- **Selected text**:
Will marketing clouds really solve your customer data challenges?
Before handing over your data woes, you still have to unify data and integrate the MC to your larger martech stack.
The problem of siloed customer data has stymied brands for decades. Despite major investments, marketers regularly lack access to the depth of data the brand itself has collected — at least not with the speed and agility required to deliver on the promise of 1:1 marking that brands have worked so hard to achieve.
Many marketing cloud providers claim to solve the problem by creating end-to-end marketing solutions — all your customer data in one place, connected to a full panoply of execution channels. But will an MC really solve your customer data woes?
For some reasons, an MC may still require you to stitch together data and connect it to execution systems — even after you thought you had handed off the problem once and for all.
- Internal silos. To build out their marketing clouds, providers are acquiring solutions at a breakneck pace. However, product acquisitions happen a lot faster than product integrations. You may find that an MC’s data and execution systems are still siloed, even years after purchase.
- First-party data. So far, MCs don’t have the sophisticated data layer required to connect easily or quickly to first-party customer data sources. Although every MC claims otherwise, in reality, this often needs extensive IT or consulting support — up to a year or more in complex environments. Even after all that work, marketers’ ability to access and interact with all that data remains very limited.
- Walled-garden approach. Most MCs are engineered to be a closed ecosystem. This means that enterprises cannot deploy best-of-breed solutions to stay competitive without risking data and channel fragmentation. Of course, this gives MCs tremendous pricing power over their customers.
Before handing your data woes over to an MC, you should understand the extent to which you will still be on the hook to unify data and integrate the MC to your larger martech stack. Here are three critical questions to ask providers:
1. Does your MC currently extend to all your critical customer channels? Are channels within the MC fully integrated, i.e., do they support omni-channel orchestration driven by a standard, complete set of data?
The elimination of data and execution siloes is critical to achieving 1:1 marketing. Silos inevitably slow campaign execution or hamper extreme personalization — or both. Be aware that many MCs don’t extend to important customer channels such as direct mail, customer service, or best-of-breed web and mobile channels. Even when all these channels are contained within a single MC, they often remain a series of disconnected data-plus-execution siloes. This may leave you with the burden of unifying and orchestrating to customer channels — even within the MC itself.
2. How much time and work will it take to integrate a new customer data source or marketing execution system not native to the MC?
If you are committed to both a best-of-breed strategy as well as 1:1 personalization, the adoption of an MC will require stitching together the MC with solutions that lie outside it. Even if you decide to put all your eggs in one MC’s basket, you may still end up with the same problem, if the MC doesn’t extend to channels critical for your brand, like direct mail, customer service, etc. It is essential to understand exactly how much time and effort data and systems integration will entail. You don’t want to end up with yet more silos because you lack the time or resources to build the proper integrations.
3. What percentage of your total customer data will marketers be able to leverage when building campaigns? Will they need technical resources to do so?

- **To be done**:
Please write the next part of the marketing cloud article, starting after its third question to providers. The records after this point are separate material and have no connection to the marketing cloud article.

[Image box annotation records]
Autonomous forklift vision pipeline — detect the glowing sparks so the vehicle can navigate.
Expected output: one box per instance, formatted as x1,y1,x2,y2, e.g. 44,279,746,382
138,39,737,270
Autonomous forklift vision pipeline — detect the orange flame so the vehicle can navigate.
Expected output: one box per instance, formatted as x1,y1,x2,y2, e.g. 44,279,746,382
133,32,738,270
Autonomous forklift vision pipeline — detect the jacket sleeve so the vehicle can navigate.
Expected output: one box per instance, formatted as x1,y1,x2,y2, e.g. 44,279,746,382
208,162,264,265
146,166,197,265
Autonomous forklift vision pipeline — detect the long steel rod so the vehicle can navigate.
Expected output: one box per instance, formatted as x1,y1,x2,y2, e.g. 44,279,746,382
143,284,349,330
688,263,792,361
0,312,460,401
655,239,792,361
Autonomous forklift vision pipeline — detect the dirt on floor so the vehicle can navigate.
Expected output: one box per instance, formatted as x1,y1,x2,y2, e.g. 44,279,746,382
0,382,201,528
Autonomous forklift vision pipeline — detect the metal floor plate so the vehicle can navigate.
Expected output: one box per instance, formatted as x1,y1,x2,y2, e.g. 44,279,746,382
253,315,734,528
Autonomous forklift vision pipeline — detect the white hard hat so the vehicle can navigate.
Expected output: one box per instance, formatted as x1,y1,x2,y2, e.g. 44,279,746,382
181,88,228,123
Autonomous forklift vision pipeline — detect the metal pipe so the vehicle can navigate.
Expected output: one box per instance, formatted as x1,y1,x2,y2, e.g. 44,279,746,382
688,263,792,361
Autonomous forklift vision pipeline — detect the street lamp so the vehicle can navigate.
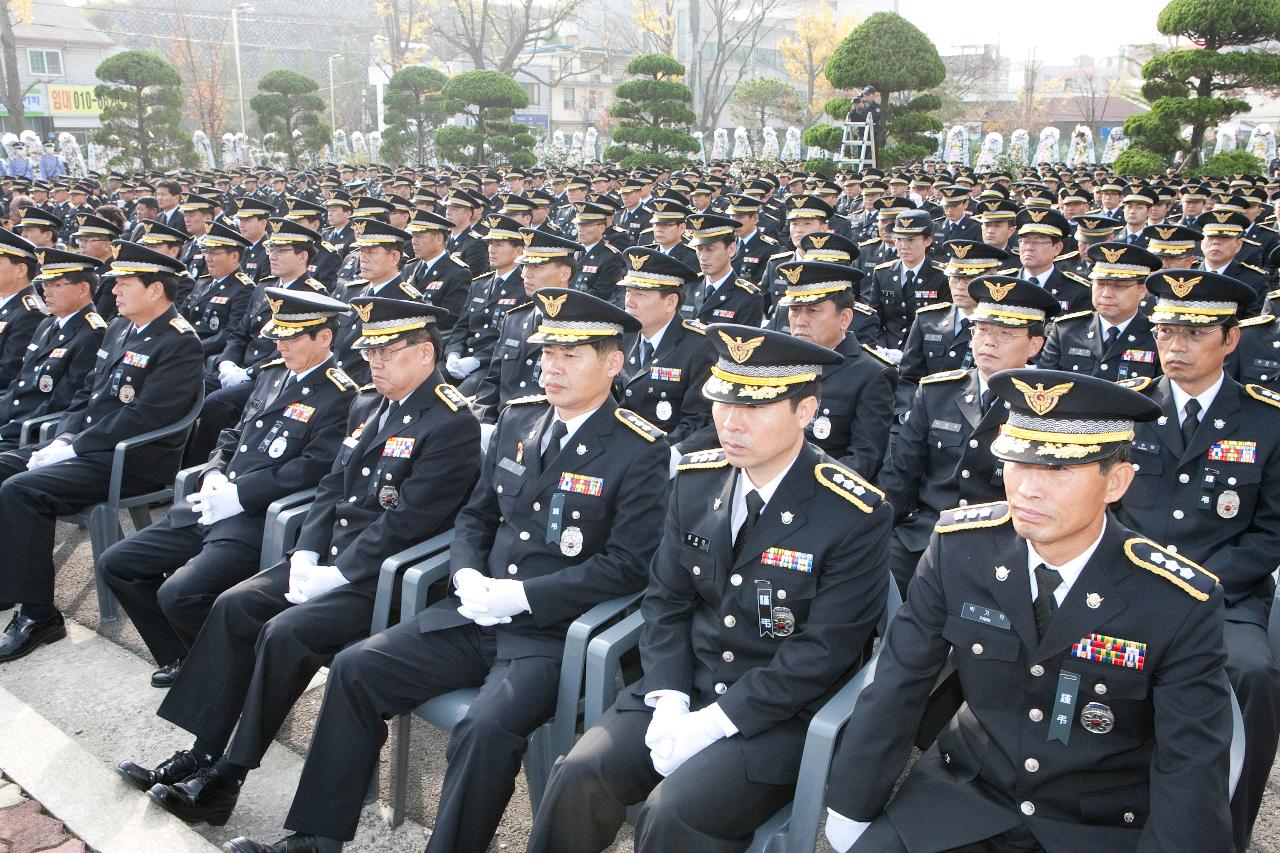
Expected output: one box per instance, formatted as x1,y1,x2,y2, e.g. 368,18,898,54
329,54,342,136
232,3,253,140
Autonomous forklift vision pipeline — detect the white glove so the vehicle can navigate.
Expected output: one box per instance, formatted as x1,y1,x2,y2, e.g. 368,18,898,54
218,360,248,388
27,441,76,471
827,808,870,853
649,707,724,776
191,479,244,525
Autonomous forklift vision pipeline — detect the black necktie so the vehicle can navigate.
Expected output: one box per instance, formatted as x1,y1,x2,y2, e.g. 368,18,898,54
543,420,568,471
1032,562,1062,639
1183,397,1199,448
733,489,764,562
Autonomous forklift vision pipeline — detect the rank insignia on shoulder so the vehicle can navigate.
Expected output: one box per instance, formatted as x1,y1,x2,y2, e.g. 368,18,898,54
933,501,1012,533
813,462,884,512
676,447,728,471
435,382,471,411
920,368,969,386
1124,537,1217,601
613,407,667,442
1116,377,1155,391
1244,384,1280,409
324,368,358,391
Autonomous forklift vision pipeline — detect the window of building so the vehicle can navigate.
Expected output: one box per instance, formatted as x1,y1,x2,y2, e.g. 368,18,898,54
27,47,63,77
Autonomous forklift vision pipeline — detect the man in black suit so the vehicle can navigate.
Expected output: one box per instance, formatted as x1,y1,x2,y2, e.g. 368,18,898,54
0,242,202,661
529,324,891,853
99,287,357,686
227,288,668,853
119,297,480,825
1116,270,1280,853
827,369,1231,853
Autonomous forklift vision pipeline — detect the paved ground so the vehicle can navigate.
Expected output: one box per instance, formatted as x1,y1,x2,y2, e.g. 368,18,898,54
0,517,1280,853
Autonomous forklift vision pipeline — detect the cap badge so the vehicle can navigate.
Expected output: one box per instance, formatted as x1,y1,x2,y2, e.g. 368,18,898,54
1011,377,1075,418
719,332,764,364
535,293,568,318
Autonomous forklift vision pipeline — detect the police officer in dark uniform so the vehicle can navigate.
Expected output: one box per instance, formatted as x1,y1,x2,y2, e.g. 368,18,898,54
228,288,668,853
99,287,357,686
827,370,1231,853
0,228,49,388
529,324,891,853
879,275,1059,590
778,260,897,480
122,297,480,825
1117,270,1280,853
0,248,106,450
403,210,471,334
1037,243,1160,382
617,246,714,455
0,242,201,661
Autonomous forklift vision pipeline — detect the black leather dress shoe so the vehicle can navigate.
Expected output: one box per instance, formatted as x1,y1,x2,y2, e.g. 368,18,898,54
223,835,342,853
147,767,239,826
0,611,67,663
151,660,182,688
115,749,210,790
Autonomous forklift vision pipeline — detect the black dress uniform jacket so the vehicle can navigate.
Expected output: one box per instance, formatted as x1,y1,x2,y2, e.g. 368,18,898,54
616,315,716,446
828,503,1231,853
0,305,106,440
1037,311,1160,382
417,397,668,660
617,444,891,785
0,284,48,388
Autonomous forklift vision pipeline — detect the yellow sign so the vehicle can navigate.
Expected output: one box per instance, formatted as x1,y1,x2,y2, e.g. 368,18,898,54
49,86,102,115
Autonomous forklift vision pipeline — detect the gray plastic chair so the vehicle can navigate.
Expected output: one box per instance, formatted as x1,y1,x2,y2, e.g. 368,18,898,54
584,578,902,853
383,537,640,827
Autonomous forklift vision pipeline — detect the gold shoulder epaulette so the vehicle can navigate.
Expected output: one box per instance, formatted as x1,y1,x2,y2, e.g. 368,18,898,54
676,447,728,471
1244,383,1280,409
813,462,884,512
863,343,897,368
324,368,360,391
613,406,667,442
933,501,1012,533
1124,537,1217,601
1116,377,1155,392
1053,311,1093,323
435,382,471,411
920,368,969,386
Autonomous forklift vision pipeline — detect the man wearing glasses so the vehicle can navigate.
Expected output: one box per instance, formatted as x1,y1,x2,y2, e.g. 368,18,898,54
879,275,1059,590
1116,269,1280,853
1038,243,1161,382
119,297,480,826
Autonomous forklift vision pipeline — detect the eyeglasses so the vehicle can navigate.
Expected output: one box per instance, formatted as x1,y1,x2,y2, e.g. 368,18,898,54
1152,325,1222,343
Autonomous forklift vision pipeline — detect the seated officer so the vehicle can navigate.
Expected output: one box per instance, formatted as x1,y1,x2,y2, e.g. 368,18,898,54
227,288,667,853
778,260,897,480
617,246,714,455
879,275,1057,590
529,324,891,853
99,287,356,686
1116,270,1280,853
0,241,201,661
1037,243,1160,382
0,248,106,450
119,296,480,826
827,370,1231,853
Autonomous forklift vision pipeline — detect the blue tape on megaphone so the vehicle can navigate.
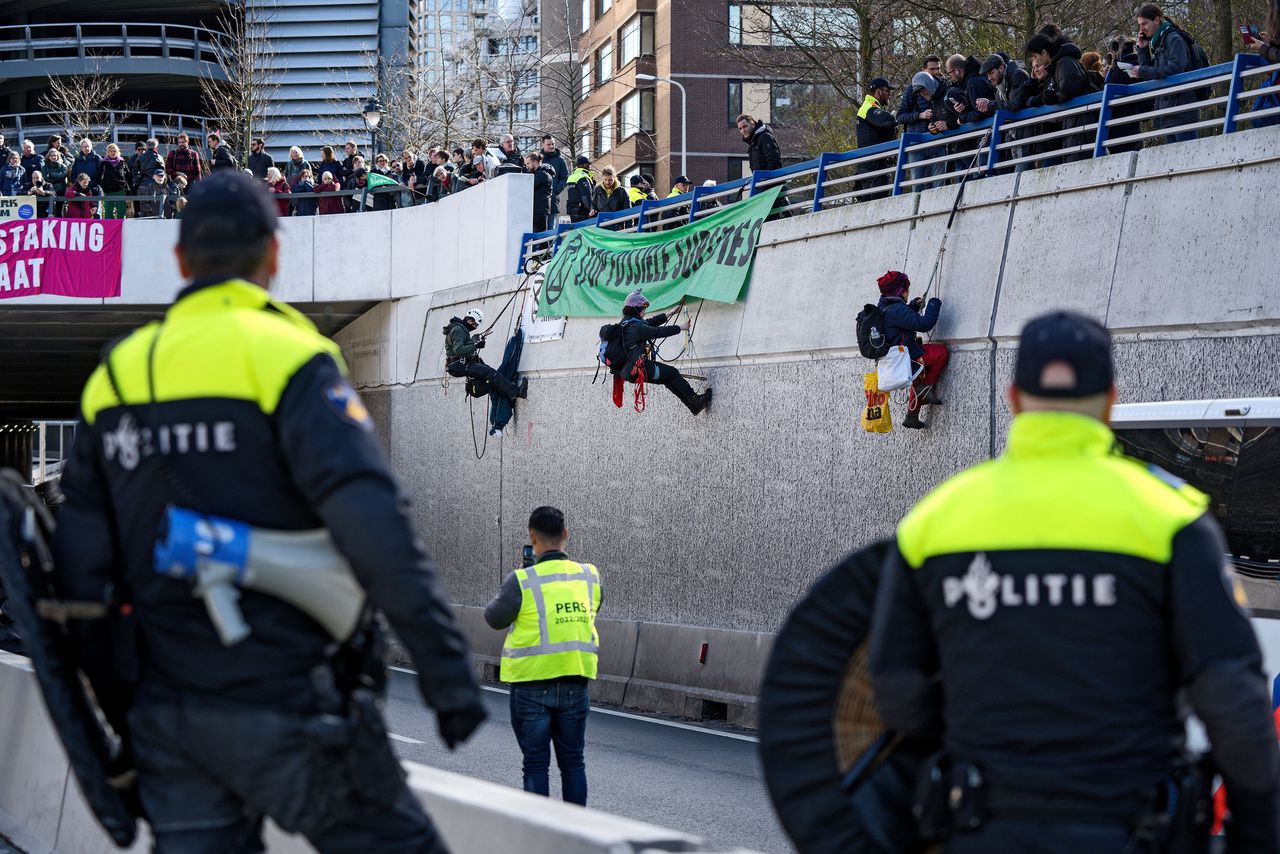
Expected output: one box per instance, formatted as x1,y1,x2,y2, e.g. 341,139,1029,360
155,507,252,581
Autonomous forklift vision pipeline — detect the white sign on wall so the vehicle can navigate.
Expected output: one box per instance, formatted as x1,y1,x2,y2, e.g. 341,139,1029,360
524,273,566,344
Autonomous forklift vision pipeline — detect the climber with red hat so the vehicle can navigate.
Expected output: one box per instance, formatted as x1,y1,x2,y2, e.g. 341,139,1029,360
877,270,951,430
600,289,712,415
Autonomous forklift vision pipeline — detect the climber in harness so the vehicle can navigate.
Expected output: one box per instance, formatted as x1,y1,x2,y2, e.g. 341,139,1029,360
600,289,712,415
877,270,951,430
444,309,529,399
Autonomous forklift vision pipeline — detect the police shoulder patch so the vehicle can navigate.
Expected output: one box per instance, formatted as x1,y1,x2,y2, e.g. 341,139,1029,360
1147,462,1187,489
324,379,374,430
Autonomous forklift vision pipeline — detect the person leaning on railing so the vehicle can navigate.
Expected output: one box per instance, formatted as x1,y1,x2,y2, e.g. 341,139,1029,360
1129,3,1199,142
316,169,346,216
99,142,133,219
137,168,169,218
293,169,320,216
1249,0,1280,65
45,149,69,216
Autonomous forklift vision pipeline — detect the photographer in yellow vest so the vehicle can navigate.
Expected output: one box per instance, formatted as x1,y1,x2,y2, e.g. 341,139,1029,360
484,507,600,807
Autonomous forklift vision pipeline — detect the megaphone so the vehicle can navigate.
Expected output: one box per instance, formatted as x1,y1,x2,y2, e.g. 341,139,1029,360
155,507,365,647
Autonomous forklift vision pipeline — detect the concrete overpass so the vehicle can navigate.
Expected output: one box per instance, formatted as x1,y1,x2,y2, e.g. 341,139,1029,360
0,177,532,420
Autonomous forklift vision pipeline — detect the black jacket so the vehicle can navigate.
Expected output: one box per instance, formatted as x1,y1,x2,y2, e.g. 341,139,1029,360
534,163,556,220
209,143,239,173
591,184,631,214
621,314,680,365
54,280,476,722
444,318,480,362
1044,40,1092,106
493,146,529,178
99,157,133,193
746,122,782,172
293,181,320,216
543,149,568,196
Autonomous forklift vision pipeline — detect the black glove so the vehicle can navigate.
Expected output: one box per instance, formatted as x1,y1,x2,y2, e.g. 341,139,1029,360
435,699,489,750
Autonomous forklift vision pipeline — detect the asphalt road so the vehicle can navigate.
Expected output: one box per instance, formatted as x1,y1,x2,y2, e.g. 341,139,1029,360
387,672,792,854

- **The output**:
You want to be able to use all your customer data, every time. For example, a customer’s real-time browsing behavior is great information in determining their interests, but what if you could:
1. Combine that information with that customer’s purchase data from the last six months ago.
2. Use AI to intelligently identify where in the customer journey each customer is and where you need to take them next?
Even if you do the work to break down data silos, be aware that most MCs don’t have the data layer necessary to handle the depth and breadth of data — and certainly not at the speed — required for 1:1 personalization.
An intelligent hub across all your data sources and channels
If you think an MC can solve all your customer data problem once and for all, you may need to think again. Fortunately, an enterprise-grade customer data platform (CDP) provides a simple and elegant answer to all three of the questions above. It does so by providing an intelligent hub that takes in raw data from any source and pushes actionable data out to any customer interaction channel.
However, a true enterprise-grade CDP is not just a series of data pipes to connectors. It also enables marketers to interact with all the data, quickly and intuitively test ideas, build and validate segments, and orchestrate them across any and all channels—without waiting on technical resources.
Not surprisingly, many brands investing in MCs are complementing them with CDPs to:
- Integrate de facto channel silos within the MC.
- Connect MC to best-of-breed systems that lie outside the MC itself.
- Empower marketers with the speed, agility and depth extreme personalization requires.
- Control costs by accelerating first-party data into the MC and gaining flexibility to configure their martech stack to fit their needs.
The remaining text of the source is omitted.